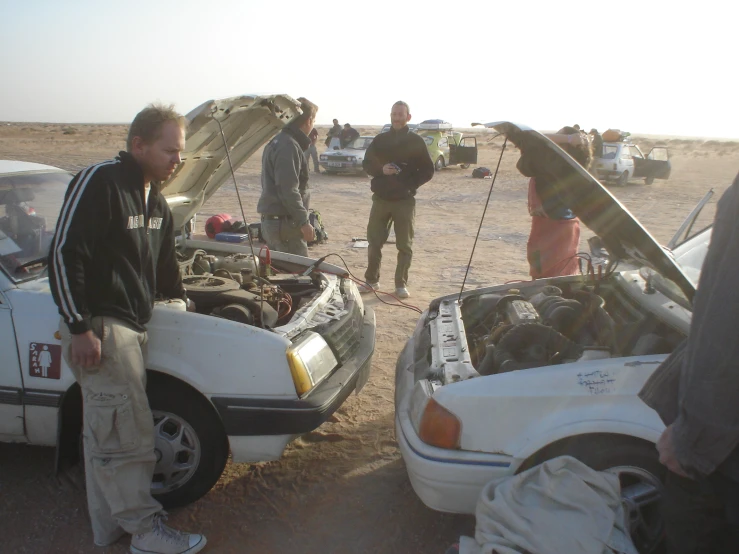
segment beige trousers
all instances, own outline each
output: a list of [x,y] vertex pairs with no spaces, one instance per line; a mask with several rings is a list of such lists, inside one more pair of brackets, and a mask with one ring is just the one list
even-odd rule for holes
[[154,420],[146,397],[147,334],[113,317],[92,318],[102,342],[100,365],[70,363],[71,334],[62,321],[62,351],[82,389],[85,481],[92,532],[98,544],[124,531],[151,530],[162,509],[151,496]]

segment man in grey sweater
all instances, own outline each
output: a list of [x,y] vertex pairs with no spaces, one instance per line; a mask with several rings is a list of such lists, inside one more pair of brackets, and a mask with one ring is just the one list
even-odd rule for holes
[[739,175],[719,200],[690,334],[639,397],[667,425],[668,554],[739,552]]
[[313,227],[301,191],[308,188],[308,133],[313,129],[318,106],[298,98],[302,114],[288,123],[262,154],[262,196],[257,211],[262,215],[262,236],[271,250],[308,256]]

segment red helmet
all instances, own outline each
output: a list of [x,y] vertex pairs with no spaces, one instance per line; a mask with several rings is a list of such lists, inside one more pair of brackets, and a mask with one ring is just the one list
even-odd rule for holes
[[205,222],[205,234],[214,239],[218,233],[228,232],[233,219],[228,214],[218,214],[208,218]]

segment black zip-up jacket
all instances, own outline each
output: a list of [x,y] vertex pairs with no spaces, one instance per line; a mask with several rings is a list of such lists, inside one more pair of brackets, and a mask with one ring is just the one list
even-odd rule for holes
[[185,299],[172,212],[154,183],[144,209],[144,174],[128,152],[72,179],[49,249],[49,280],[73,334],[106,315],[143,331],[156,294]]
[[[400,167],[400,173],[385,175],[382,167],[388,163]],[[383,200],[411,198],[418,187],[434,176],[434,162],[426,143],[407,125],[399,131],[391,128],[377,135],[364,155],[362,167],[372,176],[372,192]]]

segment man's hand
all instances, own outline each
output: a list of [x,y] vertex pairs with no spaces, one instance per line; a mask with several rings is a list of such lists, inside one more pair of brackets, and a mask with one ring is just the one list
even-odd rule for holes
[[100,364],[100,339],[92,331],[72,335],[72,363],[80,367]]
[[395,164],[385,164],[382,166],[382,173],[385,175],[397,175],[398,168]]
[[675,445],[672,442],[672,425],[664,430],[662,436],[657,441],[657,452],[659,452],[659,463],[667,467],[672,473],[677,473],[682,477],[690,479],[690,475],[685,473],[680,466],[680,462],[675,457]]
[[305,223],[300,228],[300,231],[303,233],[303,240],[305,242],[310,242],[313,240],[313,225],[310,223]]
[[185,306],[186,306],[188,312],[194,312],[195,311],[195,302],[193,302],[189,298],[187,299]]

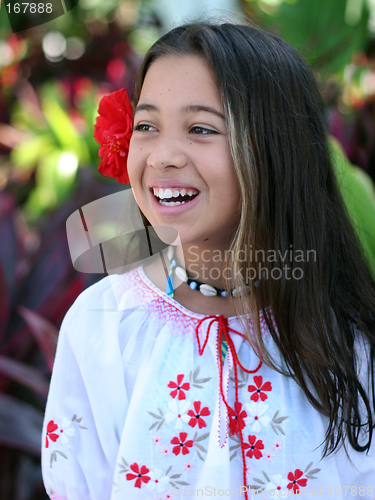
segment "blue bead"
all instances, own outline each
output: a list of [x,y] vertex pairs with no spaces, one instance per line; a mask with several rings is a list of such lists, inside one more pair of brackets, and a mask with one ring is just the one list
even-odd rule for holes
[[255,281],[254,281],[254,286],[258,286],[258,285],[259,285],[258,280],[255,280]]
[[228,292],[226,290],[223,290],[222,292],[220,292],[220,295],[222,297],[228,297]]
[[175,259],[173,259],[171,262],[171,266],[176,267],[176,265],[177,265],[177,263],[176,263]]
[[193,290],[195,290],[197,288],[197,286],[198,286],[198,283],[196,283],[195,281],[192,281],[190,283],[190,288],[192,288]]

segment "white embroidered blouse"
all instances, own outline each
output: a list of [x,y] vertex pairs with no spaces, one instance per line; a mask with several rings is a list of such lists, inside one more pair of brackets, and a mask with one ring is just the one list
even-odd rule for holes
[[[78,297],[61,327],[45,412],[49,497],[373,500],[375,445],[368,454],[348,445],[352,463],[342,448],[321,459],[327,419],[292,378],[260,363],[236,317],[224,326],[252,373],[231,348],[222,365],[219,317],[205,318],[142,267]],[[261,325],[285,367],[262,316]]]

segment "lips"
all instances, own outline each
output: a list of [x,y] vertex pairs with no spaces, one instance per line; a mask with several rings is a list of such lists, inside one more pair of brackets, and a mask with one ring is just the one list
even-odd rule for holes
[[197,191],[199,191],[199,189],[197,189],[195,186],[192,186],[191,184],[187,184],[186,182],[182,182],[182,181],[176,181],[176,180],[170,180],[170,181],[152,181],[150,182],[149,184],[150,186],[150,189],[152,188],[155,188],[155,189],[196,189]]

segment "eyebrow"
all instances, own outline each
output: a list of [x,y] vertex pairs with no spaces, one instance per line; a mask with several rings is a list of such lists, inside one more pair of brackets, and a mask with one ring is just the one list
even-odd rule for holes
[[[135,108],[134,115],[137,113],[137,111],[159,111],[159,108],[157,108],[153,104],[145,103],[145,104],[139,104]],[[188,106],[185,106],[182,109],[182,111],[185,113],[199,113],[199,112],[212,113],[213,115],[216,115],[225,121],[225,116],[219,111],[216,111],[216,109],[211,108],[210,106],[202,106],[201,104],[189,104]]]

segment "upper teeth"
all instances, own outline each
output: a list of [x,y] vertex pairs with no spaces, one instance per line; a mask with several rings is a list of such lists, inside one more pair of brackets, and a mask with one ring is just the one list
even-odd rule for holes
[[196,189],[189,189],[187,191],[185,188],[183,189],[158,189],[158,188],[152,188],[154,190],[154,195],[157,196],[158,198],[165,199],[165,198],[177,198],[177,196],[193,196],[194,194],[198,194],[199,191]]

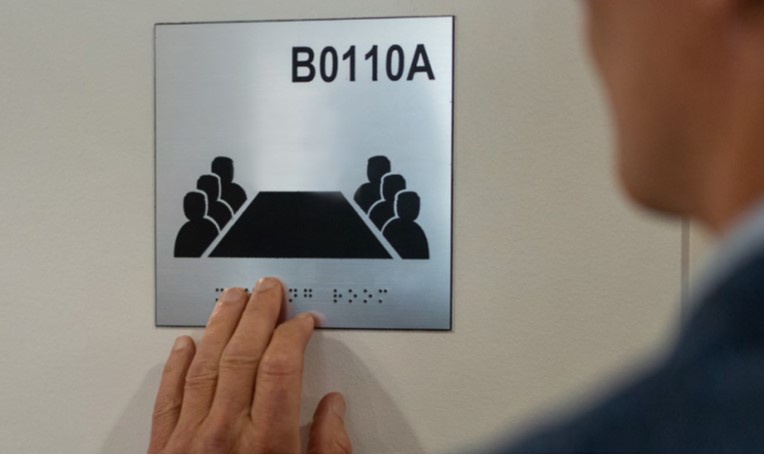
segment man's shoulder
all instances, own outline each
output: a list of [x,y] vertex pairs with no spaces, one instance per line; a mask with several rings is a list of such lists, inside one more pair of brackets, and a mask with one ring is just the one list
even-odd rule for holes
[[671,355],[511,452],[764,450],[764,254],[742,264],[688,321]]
= = = =
Set down the records in full and exactly. Do not carry over any image.

▶ _Answer box_:
segment beige trousers
all instances, own outline each
output: a list of [x,y] vertex pairs with no spaces, one instance per line; a mask with several rings is a list of such lists, inside one more pair of brackets, and a mask with one ring is just the one list
even-odd rule for holes
[[154,420],[146,397],[147,334],[113,317],[92,318],[102,342],[100,365],[70,363],[71,334],[62,321],[62,351],[82,389],[85,481],[92,532],[98,544],[124,531],[151,530],[162,509],[151,496]]

segment man in grey sweater
all instances, own outline each
output: a list of [x,y] vertex pairs with no spaces, one instance per line; a mask with several rings is a list of such lists, inside one more pair of brackets, and a mask with one ring is just the one list
even-odd rule for holes
[[739,175],[719,200],[690,334],[639,397],[667,425],[668,554],[739,552]]
[[313,227],[301,191],[308,188],[308,133],[313,129],[318,106],[298,98],[302,114],[288,123],[262,154],[262,196],[257,211],[262,215],[262,236],[271,250],[308,256]]

segment red helmet
all instances, own outline each
output: a list of [x,y] vertex pairs with no spaces, one instance per line; a mask with several rings is a list of such lists, inside one more pair of brackets, and a mask with one ring is just the one list
even-odd rule for holes
[[205,222],[205,234],[214,239],[218,233],[228,232],[233,219],[228,214],[218,214],[208,218]]

segment black zip-up jacket
all instances, own outline each
output: a list of [x,y] vertex pairs with no spaces, one instance per line; a mask with several rings is a list of such lists, inside one more pair of brackets, and a mask with one ring is just the one list
even-odd rule for holes
[[185,299],[172,212],[154,183],[144,209],[144,174],[128,152],[72,179],[49,249],[49,280],[73,334],[106,315],[143,331],[156,294]]
[[[400,167],[400,173],[385,175],[382,167],[388,163]],[[383,200],[411,198],[418,187],[434,176],[434,162],[426,143],[407,125],[399,131],[391,128],[377,135],[364,155],[362,167],[372,176],[372,192]]]

segment man's hand
all instances, own outline each
output: a list of [x,y] vertex pairs with no spaces, one instance per line; a mask with several rings is a list of such lists, inside one more pair of brackets, and a mask with one ring is just the one list
even-odd rule for holes
[[100,364],[100,339],[92,331],[72,335],[72,363],[80,367]]
[[395,164],[385,164],[382,166],[382,173],[385,175],[397,175],[398,168]]
[[675,445],[672,442],[672,425],[664,430],[662,436],[657,441],[657,452],[659,452],[659,463],[667,467],[672,473],[677,473],[682,477],[690,479],[690,475],[685,473],[680,466],[680,462],[675,457]]
[[305,223],[300,228],[300,231],[303,233],[303,240],[305,242],[310,242],[313,240],[313,225],[310,223]]
[[185,306],[186,306],[188,312],[194,312],[195,311],[195,302],[193,302],[189,298],[187,299]]

segment "blue bead"
all instances, own outline each
output: a list of [x,y] vertex pairs with no spaces, one instance per line; a mask with several rings is a list of such lists, inside one more pair of brackets, and a mask with one ring is just the one list
even-odd rule for holes
[[255,281],[254,281],[254,286],[258,286],[258,285],[259,285],[258,280],[255,280]]
[[228,292],[226,290],[223,290],[222,292],[220,292],[220,295],[222,297],[228,297]]
[[175,259],[173,259],[171,262],[171,266],[176,267],[176,265],[177,265],[177,263],[176,263]]
[[193,290],[195,290],[197,288],[197,286],[198,286],[198,283],[196,283],[195,281],[192,281],[190,283],[190,288],[192,288]]

segment "white embroidered blouse"
all instances, own outline each
output: a list of [x,y] vertex pairs with no spaces, one instance per line; a mask with several rings is a list of such lists, inside one more pair of brackets, and a mask with one ring is just the one list
even-odd rule for holes
[[[78,297],[61,327],[45,412],[49,497],[373,500],[375,445],[368,454],[348,445],[352,463],[342,448],[321,459],[327,419],[292,378],[260,363],[236,317],[224,326],[252,373],[231,348],[222,365],[219,317],[205,318],[142,267]],[[261,325],[285,367],[262,316]]]

segment "lips"
all instances, own outline each
output: a list of [x,y] vertex pairs with no spaces, one instance per line; a mask with several rings is a list of such lists, inside one more pair of brackets, and a mask with one ring is just the one list
even-odd rule for holes
[[197,191],[199,191],[199,189],[197,189],[195,186],[192,186],[191,184],[187,184],[186,182],[182,182],[182,181],[176,181],[176,180],[170,180],[170,181],[152,181],[150,182],[149,184],[150,186],[150,189],[152,188],[155,188],[155,189],[196,189]]

segment "eyebrow"
all instances, own outline each
output: a list of [x,y] vertex pairs with no spaces, one instance per line; a mask with several rings is a list of such lists, inside one more pair of brackets, and a mask with one ring is just the one list
even-odd rule for holes
[[[135,108],[134,115],[137,113],[137,111],[159,111],[159,108],[157,108],[153,104],[145,103],[145,104],[139,104]],[[188,106],[185,106],[182,109],[182,111],[185,113],[199,113],[199,112],[212,113],[213,115],[216,115],[225,121],[225,116],[219,111],[216,111],[216,109],[211,108],[210,106],[202,106],[201,104],[189,104]]]

segment "upper teeth"
all instances, own outline each
output: a list of [x,y] vertex pairs with no spaces, one instance per line; a mask with several rings is a list of such lists, inside one more pair of brackets, and a mask with one ring is just the one list
even-odd rule for holes
[[196,189],[189,189],[187,191],[185,188],[183,189],[158,189],[158,188],[152,188],[154,190],[154,195],[157,196],[158,198],[165,199],[165,198],[177,198],[177,196],[193,196],[194,194],[198,194],[199,191]]

segment man's shoulder
all instances, own outline each
output: a list of [x,y] vertex pairs with no spaces, one instance per line; a mask with several rings is a list of such lists, inside one more pair of brackets, and a mask with one ring is just the one list
even-odd rule for holes
[[671,355],[511,452],[764,450],[764,254],[742,264],[688,321]]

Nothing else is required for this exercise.